Given text
····················

In the room the women come and go / Talking of Michaelangelo

– T.S. Eliot, “The Love Song of J. Alfred Prufrock”

It is a fact well-known that scent is a powerful trigger for arousal – not just of a sexual nature, but an emotional one as well. Memories, too, are inexplicably modulated by recurring scents, and a triggering scent often comes without the conscious recollection of a memory, leaving one in a nebulous state until realisation. It is no wonder then, that Bertrand Bonello’s L’apollonide is a evocation of this very sensuality, promising dreamlike delirium and corporeal fantasies. A strict narrative is entirely secondary, and the intention is to convey the sort of hazy atmosphere associated with plumes of opium smoke in the fin-du-siecle bordello.

It is less a drama than a luxuriously-paced anthropological study in a particular group of women at a particular time and place in history – as if scrolling through a post-Impressionist painting. And what a painting it is – it would be difficult to leave this film with remarking of its cinematography and colour palette: a languorously decadent melange of golds, ceruleans, greens, and ever-striking crimson. The exquisitely opulent textures of the fabrics practically beg to be stroked through the screen, with all the lushness of Boldini and the intricacy of Klimt. It is the surreal perversity of Venus in Furs combined with the almost-nostalgic opulence of Pretty Baby to explore the excess and tragedy of a ‘house of tolerance’.

It would be both predictable and lazy of Bonello to indulge in scenes of explicit sexuality – thank goodness he does not engage. Ironically, the sex itself is secondary, while sexuality itself is foregrounded, preferring eroticism over vulgarity. Similarly, men are secondary, flitting in and out in the same fashion as female characters are subjected to in other films. The focus is not on the men’s animalistic pleasure, but the glassy-eyed resignation of the women as they complete their ‘job’. Men are defined by their freakish sexual fetishes and proclivities, over which the women collectively compare notes at breakfast the morning after.

····················

Data section
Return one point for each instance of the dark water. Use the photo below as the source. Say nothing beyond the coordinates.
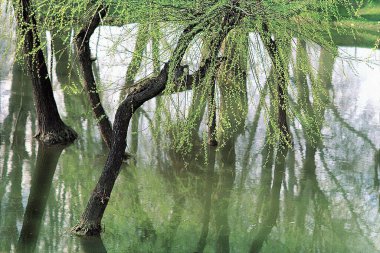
(243, 196)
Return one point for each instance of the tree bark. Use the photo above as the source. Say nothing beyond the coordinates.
(90, 223)
(82, 42)
(51, 129)
(280, 66)
(147, 89)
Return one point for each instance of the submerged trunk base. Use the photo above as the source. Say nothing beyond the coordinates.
(87, 228)
(64, 135)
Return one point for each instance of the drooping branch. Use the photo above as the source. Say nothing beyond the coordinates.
(145, 90)
(280, 66)
(82, 42)
(51, 128)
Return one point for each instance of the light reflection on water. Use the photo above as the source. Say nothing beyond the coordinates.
(329, 199)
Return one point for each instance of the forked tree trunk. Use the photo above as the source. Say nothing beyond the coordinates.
(90, 223)
(51, 129)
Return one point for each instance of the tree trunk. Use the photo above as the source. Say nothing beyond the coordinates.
(51, 129)
(90, 223)
(281, 67)
(82, 42)
(149, 88)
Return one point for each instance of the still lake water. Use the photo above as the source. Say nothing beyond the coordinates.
(328, 200)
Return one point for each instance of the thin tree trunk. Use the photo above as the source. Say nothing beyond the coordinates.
(280, 66)
(147, 89)
(51, 129)
(82, 42)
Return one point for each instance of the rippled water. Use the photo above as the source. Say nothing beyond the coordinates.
(328, 200)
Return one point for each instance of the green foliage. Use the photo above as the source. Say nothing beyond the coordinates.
(161, 21)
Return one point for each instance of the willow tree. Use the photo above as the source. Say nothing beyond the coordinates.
(51, 128)
(275, 24)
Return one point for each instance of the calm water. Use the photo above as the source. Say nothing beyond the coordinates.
(215, 201)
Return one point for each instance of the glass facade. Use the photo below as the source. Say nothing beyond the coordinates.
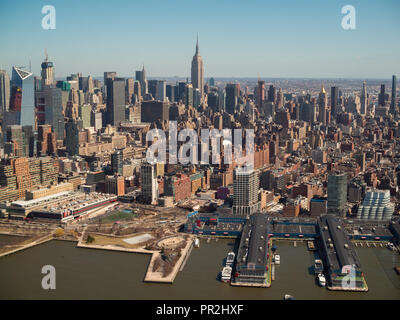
(23, 98)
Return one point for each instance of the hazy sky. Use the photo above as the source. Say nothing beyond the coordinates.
(238, 38)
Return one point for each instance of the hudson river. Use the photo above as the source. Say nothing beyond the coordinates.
(100, 274)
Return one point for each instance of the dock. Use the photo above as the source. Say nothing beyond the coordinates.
(36, 242)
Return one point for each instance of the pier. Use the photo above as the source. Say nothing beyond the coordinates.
(36, 242)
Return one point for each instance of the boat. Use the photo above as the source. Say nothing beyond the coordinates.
(310, 245)
(390, 246)
(318, 266)
(321, 280)
(230, 259)
(226, 274)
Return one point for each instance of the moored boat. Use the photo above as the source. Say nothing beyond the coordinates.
(321, 280)
(226, 274)
(230, 259)
(318, 266)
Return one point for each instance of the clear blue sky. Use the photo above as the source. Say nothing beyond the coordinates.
(238, 38)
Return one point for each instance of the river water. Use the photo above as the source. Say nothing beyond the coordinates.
(99, 274)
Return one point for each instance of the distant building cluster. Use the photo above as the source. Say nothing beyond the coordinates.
(318, 150)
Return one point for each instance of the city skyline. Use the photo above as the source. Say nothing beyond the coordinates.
(309, 50)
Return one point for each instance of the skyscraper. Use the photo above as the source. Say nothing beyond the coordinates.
(322, 105)
(149, 182)
(393, 105)
(117, 162)
(53, 111)
(47, 72)
(115, 101)
(198, 70)
(72, 129)
(232, 95)
(334, 102)
(108, 75)
(271, 94)
(245, 192)
(337, 194)
(260, 93)
(141, 77)
(161, 92)
(22, 102)
(382, 96)
(4, 92)
(363, 100)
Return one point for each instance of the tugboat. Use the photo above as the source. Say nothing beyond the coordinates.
(318, 266)
(321, 280)
(226, 274)
(390, 246)
(230, 259)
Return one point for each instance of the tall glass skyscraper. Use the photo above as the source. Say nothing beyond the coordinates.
(393, 105)
(4, 91)
(337, 194)
(22, 103)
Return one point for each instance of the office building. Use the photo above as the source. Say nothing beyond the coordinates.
(149, 183)
(4, 92)
(334, 102)
(161, 92)
(154, 110)
(382, 96)
(47, 72)
(22, 103)
(322, 106)
(141, 77)
(115, 101)
(393, 103)
(197, 71)
(72, 129)
(232, 95)
(245, 192)
(117, 162)
(337, 194)
(376, 206)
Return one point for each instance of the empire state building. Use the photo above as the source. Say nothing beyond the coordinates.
(198, 70)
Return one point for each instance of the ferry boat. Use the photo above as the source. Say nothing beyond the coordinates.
(318, 266)
(230, 259)
(310, 245)
(321, 280)
(390, 246)
(226, 274)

····················

Assignment
Answer these about the L'apollonide review:
(a) Who directed the film?
(b) The fabric textures are said to have the lushness of which painter and the intricacy of which painter?
(c) When do the women compare notes on the men's fetishes and proclivities?

Solution to the exercise
(a) Bertrand Bonello
(b) The lushness of Boldini and the intricacy of Klimt
(c) At breakfast the morning after